DOCUMENT TEXT =>
Chris: um, that all tracks, um, the, the blogging piece to like, I add every good thing that’s happened in my career has been an offshoot of me writing about stuff as I was learning it, uh, publicly, um, literally one of the best things I’ve ever done for my career.

Ben: And, and absolutely, I believe, like, you should, you should document learning in public, like, I think there’s a sense of, like, oh, I have to be the expert before I can blog it, but, you know, it is absolutely worthwhile for you to just share, hey, here’s the thing I learned, here’s where I learned it from, here’s how I changed things, like, that process is hugely helpful, and honestly, oftentimes, even those resources are more helpful than the quote unquote expert pieces, because, yeah, Yeah, you’re, you’re, you’re connected to the day to day work, um, and you’re approaching things as a fellow beginner would, you know?

So, um, yeah, don’t feel like you have to become the accessibility expert to start doing accessibility content creation. Like, just share what you’re learning and how you’re learning it and how that’s changing what you’re doing. That is absolutely, like, more than good enough. What? Um,

Chris: uh, not what? That’s not the right question here.

Uh, so as you’ve been going, I’ve been in situations before where I’ve kind of been the informal accessibility advocate in a group of folks where there really wasn’t anybody tasked with that job. Um, I’ve also been in places where there was someone tasked with that job. And, uh, in both situations, uh, We kind of we we run into situations like sometimes I’d work in tandem with that person, but I’ve I’ve been in places.

I think what I’m trying to get at where, um, the company either pushes back hard on that stuff or doesn’t care. So, you know, you’ll hear things like, well, we don’t have. Disabled users or yeah, that’s important, but we don’t have the engineering time to focus on it right now. So we’ll, we’ll push out a minimum viable product and we’ll get to that later.

Or, um, like I think the most egregious one I’ve ever run into was like, I was doing, doing some work for a company that had like a red link on black background color palette. And I was like, Hey, that’s not. Like that, you won’t be able to see that text if you have certain types of, you know, visual impairments and they were like, no, no, our CEO wants it so you just have to do it like, and you know, like, so how do you have you ever run into?

I’m sure you’ve run into that before. How have you dealt with that? Have you ever figured out a way to successfully persuade people to do the right thing anyways? Because I, I am very bad at that. Like, I’m really good at rallying people behind a thing they already care about. Yeah. Um, like my, like, I, and I’m not good at convincing people when they don’t.

Um, I am not a particularly persuasive person.

Ben: I, I think I align a little more closely with you on that. Uh, I think like it’s, it’s far easier to galvanize people who already care. But, you know, that is a strong suit, right? Um, in a, in a way, because, uh, I think of almost like the tech adoption cycle, right?

SET PROBLEM 1 =>
Extract the passage of the transcript starting at "Chris: um, that" and ending at "for my career.".
The rows that follow are unrelated to the transcript.

[Dataset rows about object locations]
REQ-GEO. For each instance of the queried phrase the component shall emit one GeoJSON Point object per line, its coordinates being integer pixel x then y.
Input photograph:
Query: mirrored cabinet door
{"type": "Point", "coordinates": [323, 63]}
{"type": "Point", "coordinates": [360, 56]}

SET PROBLEM 2 =>
Count the lines in the rows that contain the string "Point" and reply with the number alone.

FULL SOLUTION 1 =>
Chris: um, that all tracks, um, the, the blogging piece to like, I add every good thing that’s happened in my career has been an offshoot of me writing about stuff as I was learning it, uh, publicly, um, literally one of the best things I’ve ever done for my career.

FULL SOLUTION 2 =>
3